Source records:
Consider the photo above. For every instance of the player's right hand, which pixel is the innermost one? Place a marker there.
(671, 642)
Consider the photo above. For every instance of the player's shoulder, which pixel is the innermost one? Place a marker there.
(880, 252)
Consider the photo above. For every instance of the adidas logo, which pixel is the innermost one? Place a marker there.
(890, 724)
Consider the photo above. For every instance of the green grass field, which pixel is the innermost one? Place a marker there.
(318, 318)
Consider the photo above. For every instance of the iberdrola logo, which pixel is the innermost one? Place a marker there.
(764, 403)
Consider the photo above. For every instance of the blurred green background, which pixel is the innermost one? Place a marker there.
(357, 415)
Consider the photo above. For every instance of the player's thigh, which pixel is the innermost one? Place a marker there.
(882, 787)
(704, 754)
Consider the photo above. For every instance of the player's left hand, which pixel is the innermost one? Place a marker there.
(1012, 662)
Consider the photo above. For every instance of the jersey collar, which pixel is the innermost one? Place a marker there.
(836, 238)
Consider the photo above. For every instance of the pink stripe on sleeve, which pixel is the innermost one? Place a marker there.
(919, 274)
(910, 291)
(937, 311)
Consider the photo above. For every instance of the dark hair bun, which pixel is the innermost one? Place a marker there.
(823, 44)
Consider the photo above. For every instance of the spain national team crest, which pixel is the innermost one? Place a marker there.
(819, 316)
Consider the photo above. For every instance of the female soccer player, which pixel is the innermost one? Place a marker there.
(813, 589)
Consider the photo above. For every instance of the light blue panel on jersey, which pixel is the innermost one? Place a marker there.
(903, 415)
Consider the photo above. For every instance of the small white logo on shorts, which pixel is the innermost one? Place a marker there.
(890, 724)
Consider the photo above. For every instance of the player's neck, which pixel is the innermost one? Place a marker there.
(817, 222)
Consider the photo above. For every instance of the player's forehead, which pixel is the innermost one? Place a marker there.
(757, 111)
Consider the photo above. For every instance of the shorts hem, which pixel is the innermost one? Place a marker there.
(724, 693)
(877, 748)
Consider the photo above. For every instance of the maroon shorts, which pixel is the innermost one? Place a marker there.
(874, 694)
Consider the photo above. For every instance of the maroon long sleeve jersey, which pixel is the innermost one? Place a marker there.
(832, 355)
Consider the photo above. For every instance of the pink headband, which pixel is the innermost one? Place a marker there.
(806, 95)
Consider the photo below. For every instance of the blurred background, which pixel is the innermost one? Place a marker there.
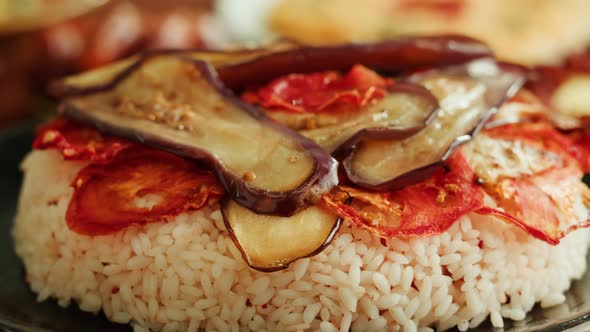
(41, 40)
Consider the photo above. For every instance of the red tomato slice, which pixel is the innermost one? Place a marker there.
(78, 142)
(319, 92)
(137, 187)
(424, 209)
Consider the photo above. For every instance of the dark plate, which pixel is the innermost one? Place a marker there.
(19, 311)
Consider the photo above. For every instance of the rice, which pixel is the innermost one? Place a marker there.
(187, 274)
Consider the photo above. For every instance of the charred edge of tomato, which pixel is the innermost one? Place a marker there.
(321, 248)
(283, 203)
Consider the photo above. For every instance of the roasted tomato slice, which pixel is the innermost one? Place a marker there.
(529, 170)
(137, 187)
(76, 141)
(424, 209)
(318, 92)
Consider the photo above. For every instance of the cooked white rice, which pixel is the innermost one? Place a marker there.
(187, 273)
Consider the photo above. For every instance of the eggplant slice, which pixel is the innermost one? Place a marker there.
(390, 57)
(107, 77)
(177, 104)
(468, 94)
(271, 243)
(404, 111)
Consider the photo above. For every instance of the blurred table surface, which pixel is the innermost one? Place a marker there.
(30, 58)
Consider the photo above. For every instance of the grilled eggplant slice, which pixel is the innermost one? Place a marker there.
(404, 111)
(468, 95)
(178, 104)
(271, 243)
(107, 77)
(392, 56)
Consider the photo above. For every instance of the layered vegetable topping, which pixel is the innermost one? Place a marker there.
(401, 138)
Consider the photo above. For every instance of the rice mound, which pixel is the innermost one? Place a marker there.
(187, 274)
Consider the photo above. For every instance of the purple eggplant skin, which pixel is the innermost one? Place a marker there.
(253, 67)
(501, 95)
(60, 88)
(382, 133)
(389, 57)
(283, 265)
(284, 203)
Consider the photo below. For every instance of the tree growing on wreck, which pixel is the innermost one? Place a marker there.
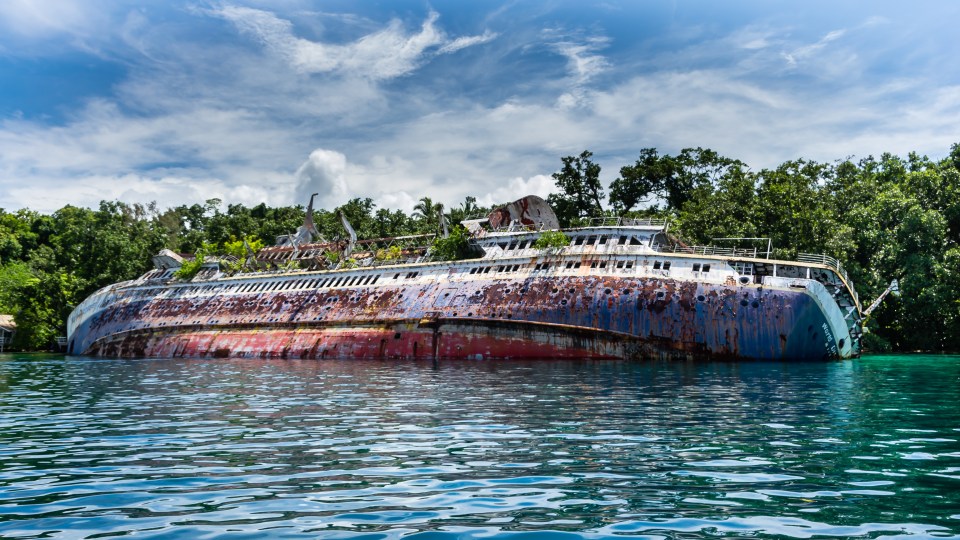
(581, 192)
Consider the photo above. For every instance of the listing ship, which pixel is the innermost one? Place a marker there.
(621, 288)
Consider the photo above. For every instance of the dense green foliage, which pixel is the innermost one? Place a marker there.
(882, 218)
(454, 247)
(552, 240)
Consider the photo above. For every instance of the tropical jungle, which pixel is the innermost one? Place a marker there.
(883, 218)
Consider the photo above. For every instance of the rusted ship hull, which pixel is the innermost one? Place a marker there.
(557, 317)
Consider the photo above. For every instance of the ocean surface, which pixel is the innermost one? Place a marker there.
(95, 448)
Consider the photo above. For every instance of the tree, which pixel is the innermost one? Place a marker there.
(673, 179)
(580, 189)
(427, 215)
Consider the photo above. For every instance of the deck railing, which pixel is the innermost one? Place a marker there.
(819, 258)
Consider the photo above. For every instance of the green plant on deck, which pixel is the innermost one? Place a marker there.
(391, 253)
(189, 269)
(551, 241)
(454, 247)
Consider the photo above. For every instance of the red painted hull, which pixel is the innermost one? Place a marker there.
(429, 340)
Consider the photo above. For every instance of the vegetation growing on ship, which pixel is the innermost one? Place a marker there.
(883, 218)
(453, 248)
(191, 267)
(551, 241)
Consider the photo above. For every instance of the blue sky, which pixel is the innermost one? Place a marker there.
(256, 101)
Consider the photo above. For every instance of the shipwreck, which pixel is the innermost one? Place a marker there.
(618, 288)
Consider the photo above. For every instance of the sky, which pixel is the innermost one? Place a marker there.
(180, 101)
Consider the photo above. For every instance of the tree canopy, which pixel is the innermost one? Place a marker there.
(883, 218)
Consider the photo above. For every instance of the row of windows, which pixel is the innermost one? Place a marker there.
(600, 240)
(665, 265)
(370, 279)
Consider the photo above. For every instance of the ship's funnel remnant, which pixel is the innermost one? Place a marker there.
(308, 231)
(353, 235)
(528, 212)
(444, 223)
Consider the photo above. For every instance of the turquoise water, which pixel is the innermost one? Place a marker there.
(373, 449)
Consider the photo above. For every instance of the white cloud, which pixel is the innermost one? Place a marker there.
(583, 64)
(468, 41)
(541, 185)
(386, 54)
(43, 18)
(807, 51)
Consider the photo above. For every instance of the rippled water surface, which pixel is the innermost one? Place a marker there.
(321, 449)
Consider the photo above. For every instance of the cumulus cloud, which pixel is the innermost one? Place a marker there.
(802, 53)
(323, 173)
(541, 185)
(583, 64)
(32, 18)
(386, 54)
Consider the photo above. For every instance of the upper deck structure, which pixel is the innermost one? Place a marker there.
(619, 289)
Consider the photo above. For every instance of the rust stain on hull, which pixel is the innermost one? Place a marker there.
(559, 316)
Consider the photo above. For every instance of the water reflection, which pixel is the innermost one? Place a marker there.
(479, 449)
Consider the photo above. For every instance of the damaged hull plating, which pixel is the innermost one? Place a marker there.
(570, 316)
(616, 291)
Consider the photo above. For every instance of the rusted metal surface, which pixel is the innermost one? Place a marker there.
(570, 316)
(609, 294)
(530, 211)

## [Request]
Output only the lines running from the line with "Consider the photo above. For every instance of the blue" through the final line of the data, inclusive.

## [Problem solution]
Consider the photo above. For every instance of the blue sky, which pixel is the innermost one? Place a marker there.
(256, 101)
Consider the photo above. For every instance of the shipwreck, which pixel is the innermost one? Place a marker there.
(618, 288)
Consider the photo above. For every instance of the sky, which pixel is the innermost one? Place a marker there.
(180, 101)
Consider the photo above. For every instance of the tree canopy, which pixel is the innermost one? Place a marker there.
(883, 218)
Consider the photo above. For every instance of the row of windows, which pixel is the innermost one? Place a marker there.
(600, 240)
(665, 265)
(370, 279)
Consider the photo above. For every instance of the ship's funnel remnant, which pixel is the innermost one? Place a marker there.
(308, 231)
(353, 235)
(528, 212)
(444, 223)
Consider the photo above. For every instance of the turquoise water, which pixel is the innermost one? Place a marker there.
(373, 449)
Consider the photo above. For every instance of the white cloud, which pixel is the innermost one? Place a marker there.
(583, 64)
(468, 41)
(541, 185)
(386, 54)
(43, 18)
(807, 51)
Consider the photo above. For every instance of the rippled water surface, which pixel is the innermost one? Place a marker there.
(321, 449)
Consider the photo above. For every instance of the cumulus cloud, which pixel is the innermost one? Place a marker there.
(802, 53)
(323, 173)
(541, 185)
(583, 64)
(32, 18)
(386, 54)
Consider the photo above. For every instance of the upper deck structure, which pixel is the innermost one? Place a marker there.
(619, 289)
Consider the photo above. For every instance of the rust stain on hull, which pixel is the innermost one? Place a marker there.
(559, 316)
Consider the photo above. For every instance of the water reflection, which pixel is the innermost one? Place a marker there.
(479, 449)
Consider the photo above. For every instance of the damaged hull plating, which pixel is the innermost one? Place a marker there.
(570, 316)
(616, 291)
Consider the photo above. For every instance of the rusted metal surface, which pixel is the innermost one? Place a marker there.
(570, 316)
(609, 294)
(530, 211)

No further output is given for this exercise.